Source excerpt |
·····

The cases gleam with blindingly bright colored twists inside.  And believe it or not, those intense hues are all naturel — Aoki doesn’t use any artifical colors or flavorings.

His Black Sesame éclair (accompanied with an Ume macaron in the picture) is a prime example. Aoki adds Japanese black sesame paste to French pastry cream, then encases it in pâte à choux – providing a slight variation on the traditionally chocolate or coffee flavored éclairs.  With a perspective outside of traditional, Aoki also makes French flavored éclairs with caramel and sea salt.  The fondant on top glistens smoothly, the pastry cream-pastry ratio is spot on (no messy overflow or cracks), and the intesity of the flavors is enough to yell “THIS ISN’T YOUR AVERAGE ECLAIR”, yet still leaves you wanting seconds.

·····

Written task 1 |
Please return the stretch of the éclair review from "His Black Sesame éclair" through "you wanting seconds.", copied word for word.
Written task 2 |
In the éclair review, what does Aoki add to French pastry cream for the Black Sesame éclair?

·····

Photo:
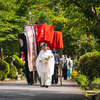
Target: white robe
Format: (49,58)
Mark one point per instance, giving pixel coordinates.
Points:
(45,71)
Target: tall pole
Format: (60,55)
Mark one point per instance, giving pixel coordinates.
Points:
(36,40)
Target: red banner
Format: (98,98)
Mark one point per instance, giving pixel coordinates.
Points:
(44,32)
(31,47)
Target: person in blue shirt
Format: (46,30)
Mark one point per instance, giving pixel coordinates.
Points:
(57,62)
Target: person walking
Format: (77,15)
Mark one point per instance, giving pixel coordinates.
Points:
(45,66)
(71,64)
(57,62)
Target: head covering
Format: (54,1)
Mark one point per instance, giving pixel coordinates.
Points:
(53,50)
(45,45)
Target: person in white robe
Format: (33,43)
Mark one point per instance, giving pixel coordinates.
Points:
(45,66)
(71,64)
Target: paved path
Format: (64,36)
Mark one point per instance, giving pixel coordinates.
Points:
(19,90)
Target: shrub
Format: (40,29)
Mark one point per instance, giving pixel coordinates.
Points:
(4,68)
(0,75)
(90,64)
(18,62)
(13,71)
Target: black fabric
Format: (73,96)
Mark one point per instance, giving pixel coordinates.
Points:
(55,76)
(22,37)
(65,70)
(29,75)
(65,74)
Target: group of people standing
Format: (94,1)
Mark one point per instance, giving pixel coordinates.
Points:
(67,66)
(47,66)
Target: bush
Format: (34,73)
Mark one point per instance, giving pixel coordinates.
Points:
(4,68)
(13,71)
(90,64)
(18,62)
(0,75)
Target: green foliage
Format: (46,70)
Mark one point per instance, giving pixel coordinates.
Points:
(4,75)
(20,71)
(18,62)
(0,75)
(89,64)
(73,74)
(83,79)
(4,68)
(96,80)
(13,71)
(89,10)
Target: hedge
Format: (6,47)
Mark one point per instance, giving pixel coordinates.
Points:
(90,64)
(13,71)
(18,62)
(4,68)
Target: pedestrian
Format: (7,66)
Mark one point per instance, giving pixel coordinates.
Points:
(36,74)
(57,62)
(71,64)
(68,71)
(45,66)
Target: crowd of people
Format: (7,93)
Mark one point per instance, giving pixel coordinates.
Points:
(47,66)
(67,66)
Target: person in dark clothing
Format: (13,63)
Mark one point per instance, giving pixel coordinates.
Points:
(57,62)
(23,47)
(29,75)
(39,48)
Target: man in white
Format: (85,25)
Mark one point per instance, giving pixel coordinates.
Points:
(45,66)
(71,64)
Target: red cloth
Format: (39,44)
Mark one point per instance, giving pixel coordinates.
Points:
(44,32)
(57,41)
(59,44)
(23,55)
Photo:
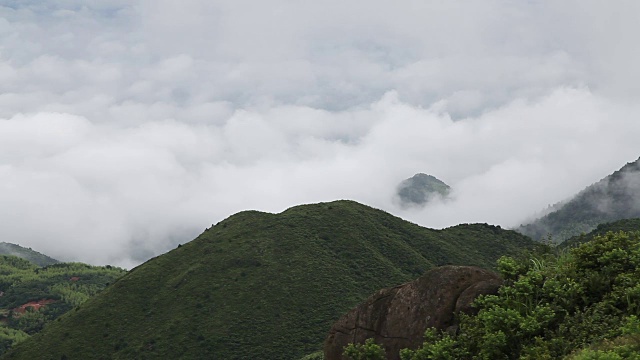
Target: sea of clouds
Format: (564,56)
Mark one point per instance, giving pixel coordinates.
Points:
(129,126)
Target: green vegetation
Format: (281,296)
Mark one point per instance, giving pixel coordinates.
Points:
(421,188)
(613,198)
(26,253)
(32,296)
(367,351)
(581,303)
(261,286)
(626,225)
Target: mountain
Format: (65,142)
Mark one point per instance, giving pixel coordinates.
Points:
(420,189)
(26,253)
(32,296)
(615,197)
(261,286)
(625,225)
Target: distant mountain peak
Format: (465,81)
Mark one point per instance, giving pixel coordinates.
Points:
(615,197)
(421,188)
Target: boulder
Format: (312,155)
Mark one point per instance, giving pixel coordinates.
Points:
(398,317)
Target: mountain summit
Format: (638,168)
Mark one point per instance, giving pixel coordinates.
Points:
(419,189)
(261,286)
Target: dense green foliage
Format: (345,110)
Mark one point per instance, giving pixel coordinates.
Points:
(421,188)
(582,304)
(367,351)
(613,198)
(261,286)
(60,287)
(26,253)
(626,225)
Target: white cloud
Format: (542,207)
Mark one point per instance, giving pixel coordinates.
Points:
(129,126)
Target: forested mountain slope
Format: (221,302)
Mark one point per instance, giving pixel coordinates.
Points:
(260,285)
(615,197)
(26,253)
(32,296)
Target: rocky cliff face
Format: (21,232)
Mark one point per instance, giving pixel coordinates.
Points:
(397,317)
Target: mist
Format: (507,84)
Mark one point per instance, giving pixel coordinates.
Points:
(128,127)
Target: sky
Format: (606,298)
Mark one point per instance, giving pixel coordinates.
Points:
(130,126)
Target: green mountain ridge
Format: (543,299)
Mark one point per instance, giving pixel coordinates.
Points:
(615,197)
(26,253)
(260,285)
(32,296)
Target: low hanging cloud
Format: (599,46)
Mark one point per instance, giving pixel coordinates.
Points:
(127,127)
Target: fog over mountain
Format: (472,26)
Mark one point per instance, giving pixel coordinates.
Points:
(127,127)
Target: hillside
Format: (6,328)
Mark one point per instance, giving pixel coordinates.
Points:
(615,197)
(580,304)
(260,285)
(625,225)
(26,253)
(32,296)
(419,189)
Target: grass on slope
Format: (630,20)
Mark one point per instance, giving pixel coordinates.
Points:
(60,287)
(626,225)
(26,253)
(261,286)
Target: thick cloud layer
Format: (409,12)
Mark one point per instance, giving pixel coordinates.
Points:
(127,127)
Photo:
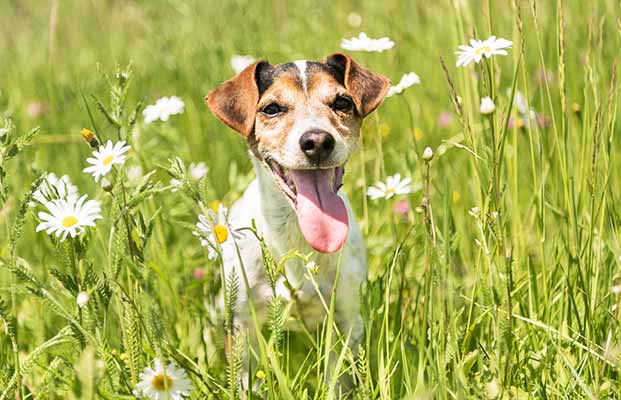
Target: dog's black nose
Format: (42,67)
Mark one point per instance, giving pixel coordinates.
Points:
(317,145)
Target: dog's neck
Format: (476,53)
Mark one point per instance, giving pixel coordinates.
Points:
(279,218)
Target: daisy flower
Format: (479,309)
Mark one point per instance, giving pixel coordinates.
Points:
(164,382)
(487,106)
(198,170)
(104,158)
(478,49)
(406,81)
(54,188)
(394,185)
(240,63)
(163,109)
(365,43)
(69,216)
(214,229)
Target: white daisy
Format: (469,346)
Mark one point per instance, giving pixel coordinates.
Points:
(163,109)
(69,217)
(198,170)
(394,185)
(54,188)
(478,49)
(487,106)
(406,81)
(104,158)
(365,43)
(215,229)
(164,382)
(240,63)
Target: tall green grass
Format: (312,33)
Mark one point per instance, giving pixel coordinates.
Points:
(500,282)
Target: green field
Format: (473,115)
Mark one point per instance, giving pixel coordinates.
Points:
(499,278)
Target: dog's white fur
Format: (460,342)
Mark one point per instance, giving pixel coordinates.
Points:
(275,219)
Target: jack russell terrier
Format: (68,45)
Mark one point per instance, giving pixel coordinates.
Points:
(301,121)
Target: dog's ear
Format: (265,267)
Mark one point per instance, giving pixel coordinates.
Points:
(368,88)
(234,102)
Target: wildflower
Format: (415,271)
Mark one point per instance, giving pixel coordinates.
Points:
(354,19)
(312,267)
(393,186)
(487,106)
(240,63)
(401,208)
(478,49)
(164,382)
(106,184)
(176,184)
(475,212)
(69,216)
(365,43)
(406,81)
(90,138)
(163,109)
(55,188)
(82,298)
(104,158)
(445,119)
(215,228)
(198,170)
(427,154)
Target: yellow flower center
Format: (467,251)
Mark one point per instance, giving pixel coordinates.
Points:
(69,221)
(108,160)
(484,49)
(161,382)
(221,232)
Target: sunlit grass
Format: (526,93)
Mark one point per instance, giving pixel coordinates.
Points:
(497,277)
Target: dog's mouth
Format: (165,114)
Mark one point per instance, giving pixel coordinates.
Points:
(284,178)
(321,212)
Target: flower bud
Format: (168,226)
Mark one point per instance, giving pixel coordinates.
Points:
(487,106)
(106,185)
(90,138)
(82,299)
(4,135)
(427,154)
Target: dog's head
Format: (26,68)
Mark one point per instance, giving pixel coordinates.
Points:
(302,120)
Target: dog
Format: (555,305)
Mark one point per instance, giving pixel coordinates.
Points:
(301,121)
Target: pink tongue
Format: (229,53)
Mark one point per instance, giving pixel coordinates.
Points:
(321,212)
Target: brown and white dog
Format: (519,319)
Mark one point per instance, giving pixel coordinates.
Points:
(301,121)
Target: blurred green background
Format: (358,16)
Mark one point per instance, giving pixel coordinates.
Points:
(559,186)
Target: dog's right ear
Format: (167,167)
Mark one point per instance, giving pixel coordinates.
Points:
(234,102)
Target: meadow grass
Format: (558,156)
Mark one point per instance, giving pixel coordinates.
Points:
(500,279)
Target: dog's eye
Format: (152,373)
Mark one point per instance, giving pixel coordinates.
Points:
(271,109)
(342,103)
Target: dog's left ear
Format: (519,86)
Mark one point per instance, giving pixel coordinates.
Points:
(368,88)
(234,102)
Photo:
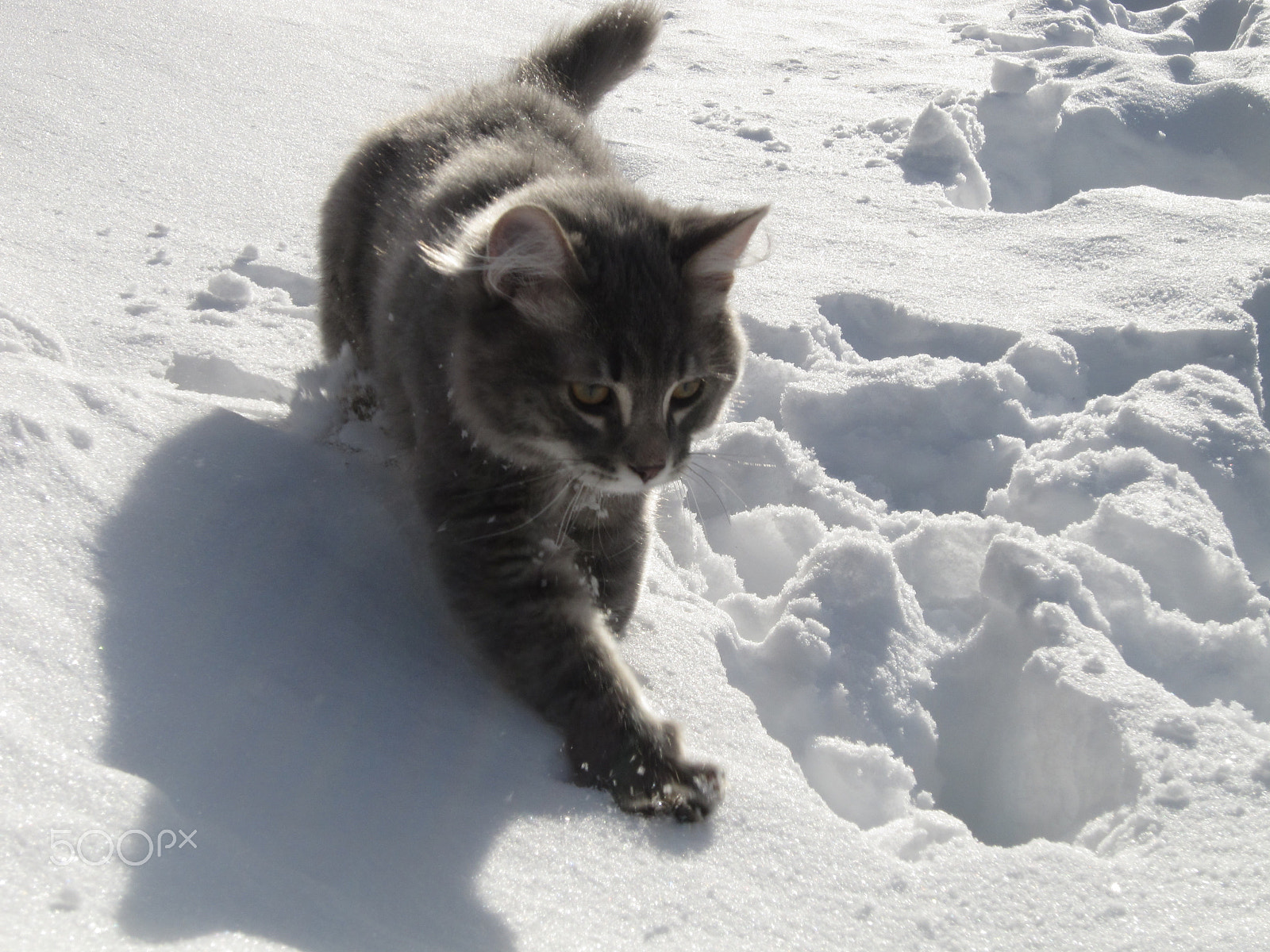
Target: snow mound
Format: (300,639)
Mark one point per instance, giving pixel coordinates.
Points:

·····

Full response 1 |
His Black Sesame éclair (accompanied with an Ume macaron in the picture) is a prime example. Aoki adds Japanese black sesame paste to French pastry cream, then encases it in pâte à choux – providing a slight variation on the traditionally chocolate or coffee flavored éclairs.  With a perspective outside of traditional, Aoki also makes French flavored éclairs with caramel and sea salt.  The fondant on top glistens smoothly, the pastry cream-pastry ratio is spot on (no messy overflow or cracks), and the intesity of the flavors is enough to yell “THIS ISN’T YOUR AVERAGE ECLAIR”, yet still leaves you wanting seconds.

Full response 2 |
Japanese black sesame paste.